┌─ Extrait fourni

Je dirais que le pic est venu même avant, en 2023 ou 2024. Aujourd’hui, l’heure est à la normalisation. Chez AEG, on a des bureaux basés en Corée qui sourcent les artistes, et on signe des accords avec les producteurs locaux. On est très présents sur ce style là, notamment parce que Paul Tollett, le programmateur de Coachella, a été un des premiers à accueillir un groupe de K-Pop en headline, à savoir BLACKPINK en 2019.

C’est un public spécifique, très jeune, hyper engagé. C’est vraiment des passionnés, des gens qui vivent le truc de A à Z. Et surtout, les concerts de K-Pop sont des shows démesurés, durant souvent 3 heures, 3 heures 30. Les gens en ont vraiment pour leur argent. Et c’est un engagement avec des gens qui viennent dormir 48 ou 72 heures avant devant la salle. C’est un monde à part. 

C’est un public spécifique, très jeune, hyper engagé. C’est vraiment des passionnés, des gens qui vivent le truc de A à Z.

Le problème des faux billets est de plus en plus présent. Comment le gérez-vous ?
En France, la législation est parmi les plus protectrices au monde pour les producteurs et artistes. Ekhoscènes (Ndlr : le syndicat national du spectacle vivant privé) a réussi à mettre en place une législations qui interdit la revente de billets au-dessus du prix officiel sans autorisation, ce qui limite les abus. Mais comme pour tout produit rare, un sac de luxe, une pièce de haute couture, quand la demande dépasse l’offre, il y a toujours des contrefaçons, des arnaques. C’est un combat permanent, comparable à celui dans le marché des produits de luxe.

En 2025, existe-t-il une solution technologique infaillible contre ce fléau ?
On fait tout notre possible : billets électroniques, QR codes dynamiques, envois 48h avant l’événement… Mais c’est un jeu du chat et de la souris. On crée des protections, les faussaires trouvent des parades. Les plateformes développent des outils pour détecter et désactiver les faux billets. Ce n’est pas parfait, mais les progrès sont réels.

Pierre Daschier pour Billboard France

Que pensez-vous de la tarification dynamique ?

└─
┌─ Entrées fournies

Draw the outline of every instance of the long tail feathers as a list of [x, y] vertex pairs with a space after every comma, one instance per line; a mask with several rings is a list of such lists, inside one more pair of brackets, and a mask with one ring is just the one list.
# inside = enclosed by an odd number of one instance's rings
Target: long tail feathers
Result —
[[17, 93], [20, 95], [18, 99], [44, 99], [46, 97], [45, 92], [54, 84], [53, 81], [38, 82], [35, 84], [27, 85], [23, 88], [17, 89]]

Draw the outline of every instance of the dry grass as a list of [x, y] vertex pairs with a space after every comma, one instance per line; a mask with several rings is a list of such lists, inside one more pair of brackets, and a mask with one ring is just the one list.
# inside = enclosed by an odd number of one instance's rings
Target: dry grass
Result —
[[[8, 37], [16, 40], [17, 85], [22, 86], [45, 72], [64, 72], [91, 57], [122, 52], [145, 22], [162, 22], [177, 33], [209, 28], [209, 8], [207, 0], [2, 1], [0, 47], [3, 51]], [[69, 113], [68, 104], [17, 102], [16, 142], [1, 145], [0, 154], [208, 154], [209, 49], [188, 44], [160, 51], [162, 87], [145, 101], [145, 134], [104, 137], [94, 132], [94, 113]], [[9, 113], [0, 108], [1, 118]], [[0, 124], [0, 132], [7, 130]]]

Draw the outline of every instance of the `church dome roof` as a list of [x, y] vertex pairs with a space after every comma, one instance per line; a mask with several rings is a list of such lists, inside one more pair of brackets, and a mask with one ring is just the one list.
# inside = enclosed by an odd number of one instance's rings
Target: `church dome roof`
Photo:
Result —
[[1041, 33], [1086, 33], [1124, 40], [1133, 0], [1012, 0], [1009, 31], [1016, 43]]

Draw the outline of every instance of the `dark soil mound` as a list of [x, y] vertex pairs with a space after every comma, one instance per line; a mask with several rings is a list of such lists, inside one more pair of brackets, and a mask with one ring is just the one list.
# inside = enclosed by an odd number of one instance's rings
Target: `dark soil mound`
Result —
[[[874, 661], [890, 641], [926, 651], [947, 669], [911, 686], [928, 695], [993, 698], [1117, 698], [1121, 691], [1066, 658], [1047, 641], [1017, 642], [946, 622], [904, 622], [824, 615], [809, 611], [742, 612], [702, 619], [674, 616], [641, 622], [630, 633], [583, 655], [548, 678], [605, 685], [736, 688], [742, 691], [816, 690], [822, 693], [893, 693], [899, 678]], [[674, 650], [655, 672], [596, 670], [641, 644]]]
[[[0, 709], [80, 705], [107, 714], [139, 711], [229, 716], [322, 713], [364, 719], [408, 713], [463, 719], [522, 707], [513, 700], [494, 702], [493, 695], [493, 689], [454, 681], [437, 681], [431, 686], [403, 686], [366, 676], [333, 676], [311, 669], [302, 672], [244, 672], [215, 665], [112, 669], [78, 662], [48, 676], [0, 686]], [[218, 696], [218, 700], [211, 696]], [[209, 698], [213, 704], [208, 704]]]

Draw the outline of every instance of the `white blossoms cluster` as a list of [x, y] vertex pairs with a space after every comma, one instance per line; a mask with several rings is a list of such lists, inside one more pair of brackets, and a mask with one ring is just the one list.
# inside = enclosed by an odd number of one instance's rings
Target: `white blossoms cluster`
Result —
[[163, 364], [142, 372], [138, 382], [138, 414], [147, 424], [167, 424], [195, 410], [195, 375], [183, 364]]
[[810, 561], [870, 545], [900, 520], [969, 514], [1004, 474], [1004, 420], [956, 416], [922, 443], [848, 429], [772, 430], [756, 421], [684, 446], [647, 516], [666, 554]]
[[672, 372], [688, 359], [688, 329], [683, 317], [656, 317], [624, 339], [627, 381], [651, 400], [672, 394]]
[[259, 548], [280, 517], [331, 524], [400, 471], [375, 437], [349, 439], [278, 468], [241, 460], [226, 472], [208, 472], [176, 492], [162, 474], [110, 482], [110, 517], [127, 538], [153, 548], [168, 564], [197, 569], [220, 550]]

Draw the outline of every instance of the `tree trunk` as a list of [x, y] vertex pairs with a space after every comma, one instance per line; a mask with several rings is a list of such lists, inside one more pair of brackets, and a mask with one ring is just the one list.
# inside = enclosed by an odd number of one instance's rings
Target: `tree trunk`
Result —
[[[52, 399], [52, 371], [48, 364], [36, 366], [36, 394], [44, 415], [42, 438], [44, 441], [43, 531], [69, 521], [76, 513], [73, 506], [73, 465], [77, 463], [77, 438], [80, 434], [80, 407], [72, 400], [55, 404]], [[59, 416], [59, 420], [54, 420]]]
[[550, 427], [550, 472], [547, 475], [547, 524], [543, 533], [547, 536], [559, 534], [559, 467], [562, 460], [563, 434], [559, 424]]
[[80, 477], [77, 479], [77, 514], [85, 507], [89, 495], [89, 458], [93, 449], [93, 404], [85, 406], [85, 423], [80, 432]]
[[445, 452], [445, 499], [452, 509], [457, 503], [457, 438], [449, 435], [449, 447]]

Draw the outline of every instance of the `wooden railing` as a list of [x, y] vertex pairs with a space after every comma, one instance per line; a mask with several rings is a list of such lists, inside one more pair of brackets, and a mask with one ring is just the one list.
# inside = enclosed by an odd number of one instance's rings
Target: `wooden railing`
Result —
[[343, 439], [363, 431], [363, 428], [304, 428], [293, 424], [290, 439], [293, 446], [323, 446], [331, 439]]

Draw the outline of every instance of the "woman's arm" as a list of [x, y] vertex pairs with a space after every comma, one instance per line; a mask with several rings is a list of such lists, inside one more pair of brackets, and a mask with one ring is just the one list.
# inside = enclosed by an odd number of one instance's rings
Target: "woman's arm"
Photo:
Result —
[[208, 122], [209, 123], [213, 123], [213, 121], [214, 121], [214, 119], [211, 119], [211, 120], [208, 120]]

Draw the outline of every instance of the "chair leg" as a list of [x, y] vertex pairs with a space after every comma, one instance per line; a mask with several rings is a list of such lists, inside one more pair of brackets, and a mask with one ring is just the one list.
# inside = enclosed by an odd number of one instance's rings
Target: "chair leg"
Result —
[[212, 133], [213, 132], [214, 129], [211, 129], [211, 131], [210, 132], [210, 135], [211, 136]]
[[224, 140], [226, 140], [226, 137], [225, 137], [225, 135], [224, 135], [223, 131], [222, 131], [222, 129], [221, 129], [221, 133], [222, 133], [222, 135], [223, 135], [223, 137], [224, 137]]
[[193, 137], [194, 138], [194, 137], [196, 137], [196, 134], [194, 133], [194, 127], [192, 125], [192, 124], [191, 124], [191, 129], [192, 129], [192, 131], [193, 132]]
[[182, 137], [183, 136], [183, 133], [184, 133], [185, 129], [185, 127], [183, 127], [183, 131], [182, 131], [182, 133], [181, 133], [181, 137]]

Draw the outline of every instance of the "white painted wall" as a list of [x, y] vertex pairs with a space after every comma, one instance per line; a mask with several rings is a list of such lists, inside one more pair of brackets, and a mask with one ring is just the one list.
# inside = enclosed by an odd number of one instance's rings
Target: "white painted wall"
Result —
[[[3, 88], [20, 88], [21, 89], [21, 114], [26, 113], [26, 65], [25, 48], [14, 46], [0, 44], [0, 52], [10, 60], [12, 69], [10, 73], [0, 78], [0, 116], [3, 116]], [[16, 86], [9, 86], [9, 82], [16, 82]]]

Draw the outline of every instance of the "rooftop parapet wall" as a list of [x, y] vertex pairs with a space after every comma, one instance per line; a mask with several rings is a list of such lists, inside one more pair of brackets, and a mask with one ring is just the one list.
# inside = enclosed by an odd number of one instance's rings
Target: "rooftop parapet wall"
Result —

└─

• **Tâche 1**
Répondez aux questions suivantes à partir de l'extrait.
(a) Quel groupe de K-Pop Paul Tollett a-t-il accueilli en headline à Coachella, et en quelle année ?
(b) Combien de temps durent souvent les concerts de K-Pop ?
(c) Quelles protections sont citées contre les faux billets ?
• **Tâche 2**
Extrayez de l'extrait le passage situé entre « En France, la » et « produits de luxe. », ces deux bornes incluses.

• **Réponse 1**
(a) BLACKPINK, en 2019.
(b) Souvent 3 heures, 3 heures 30.
(c) Les billets électroniques, les QR codes dynamiques et les envois 48h avant l'événement.

• **Réponse 2**
En France, la législation est parmi les plus protectrices au monde pour les producteurs et artistes. Ekhoscènes (Ndlr : le syndicat national du spectacle vivant privé) a réussi à mettre en place une législations qui interdit la revente de billets au-dessus du prix officiel sans autorisation, ce qui limite les abus. Mais comme pour tout produit rare, un sac de luxe, une pièce de haute couture, quand la demande dépasse l’offre, il y a toujours des contrefaçons, des arnaques. C’est un combat permanent, comparable à celui dans le marché des produits de luxe.